▶ [READING TEXT]:
The completion rate in P2P transactions refers to the percentage of trades that are successfully executed without any issues or disputes between the parties involved. A high completion rate signifies a smooth and reliable trading experience on the P2P marketplace, showcasing the effectiveness of the system in connecting buyers and sellers seamlessly. On the other hand, a low completion rate may indicate potential issues such as payment delays, communication challenges, or disputes that could disrupt the trading process and lead to unsatisfactory outcomes for users.

Why should I keep my completion rate high?

Maintaining a high completion rate is crucial for building trust and credibility within the P2P trading community. Platforms often implement measures such as secure escrow services, stringent verification processes, and responsive customer support to enhance the completion rate and ensure that transactions are completed successfully. By prioritizing user satisfaction, resolving disputes efficiently, and fostering a transparent trading environment, P2P platforms can boost their completion rates and establish themselves as trusted marketplaces for cryptocurrency transactions. Enhancing your completion rate can enhance the credibility of your merchant profile. A completion rate exceeding 80% is typically deemed favorable, serving as a key factor influencing customers' willingness to engage in transactions with you. To elevate your completion rate, consider screening your trading partners by establishing particular counterparty requirements. This approach guarantees interactions solely with seasoned traders who exhibit a higher tendency to conclude trades. Strive to strike a balance in setting these conditions; excessive stringency may inadvertently narrow down your pool of potential customers. While we support various payment methods, e-wallets are a popular choice in Southeast Asia for P2P trading, especially for smaller transactions. Here's why:

  • Convenience: e-wallets offer a quick and easy way to send and receive payments. Users can simply scan a QR code to complete the transaction. This is ideal for smaller P2P trades where speed and ease are important.

▶ [REQUIRED WORK]:
Do these statements agree with the text on P2P completion rates? For each, answer yes or no and quote the deciding words. (a) A completion rate above 80% is usually considered favorable. (b) Setting very strict counterparty requirements carries no drawback. (c) E-wallets are popular in Southeast Asia mainly for large transactions.

▶ [RECORDS SHOWN]:
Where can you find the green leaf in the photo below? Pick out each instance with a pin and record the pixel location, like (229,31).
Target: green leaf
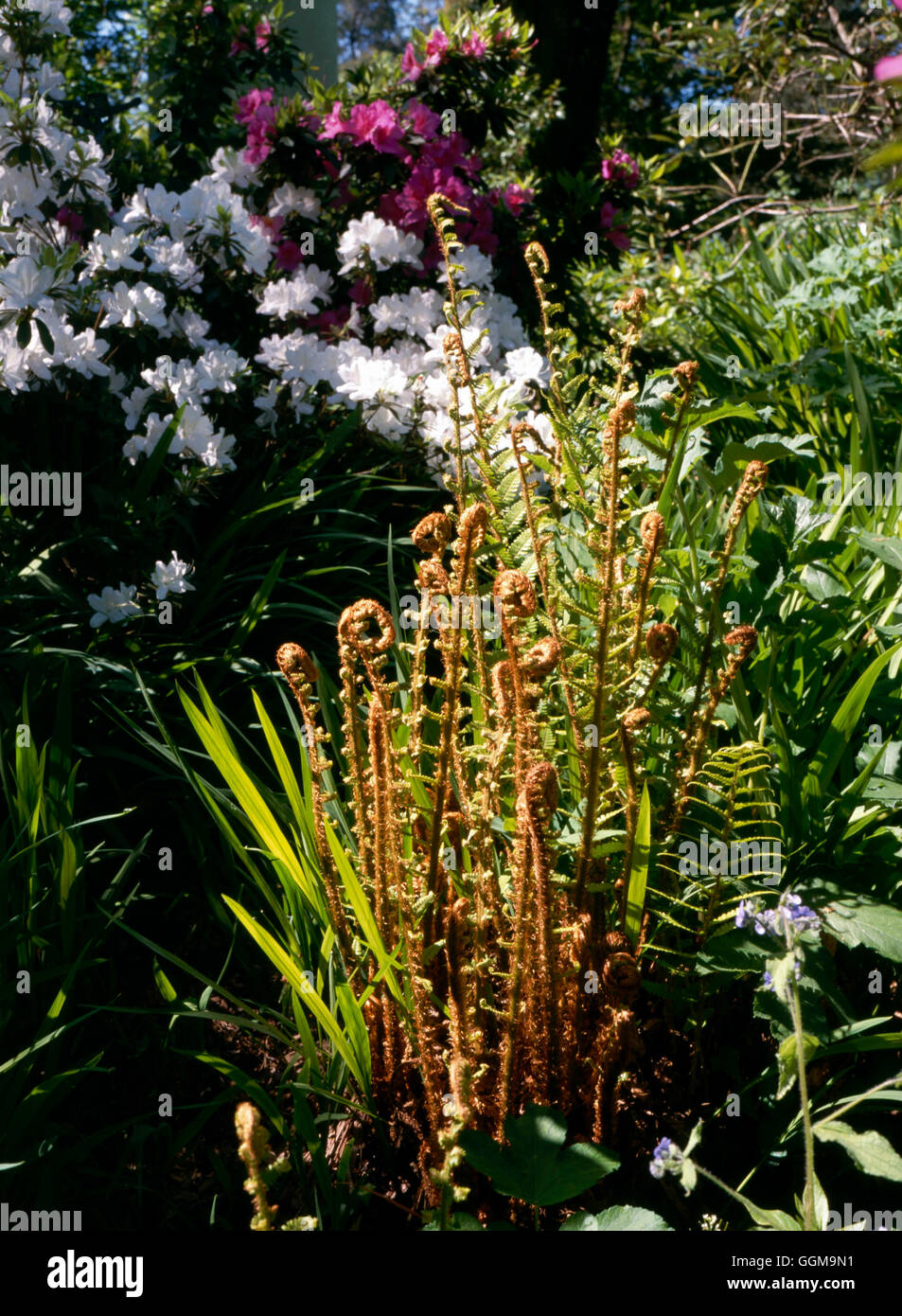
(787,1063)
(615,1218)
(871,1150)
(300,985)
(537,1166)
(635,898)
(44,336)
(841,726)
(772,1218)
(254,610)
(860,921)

==

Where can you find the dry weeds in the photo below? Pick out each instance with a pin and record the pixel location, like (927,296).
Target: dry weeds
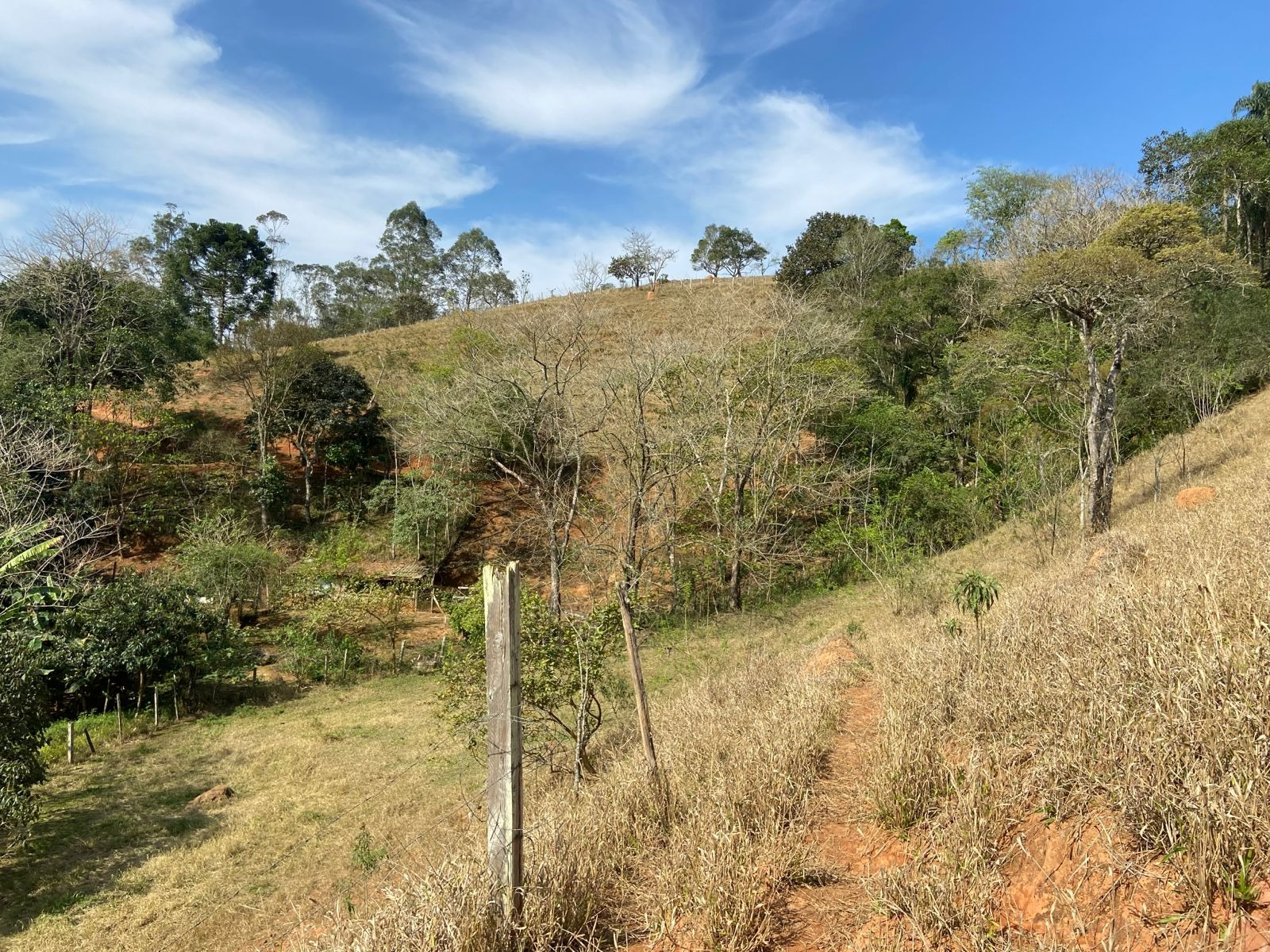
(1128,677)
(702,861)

---

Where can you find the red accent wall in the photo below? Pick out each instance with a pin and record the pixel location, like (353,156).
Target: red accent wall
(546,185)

▶ [RESULT FOR THIS EXERCISE]:
(a) Yes: "A completion rate exceeding 80% is typically deemed favorable"
(b) No: "excessive stringency may inadvertently narrow down your pool of potential customers"
(c) No: "especially for smaller transactions"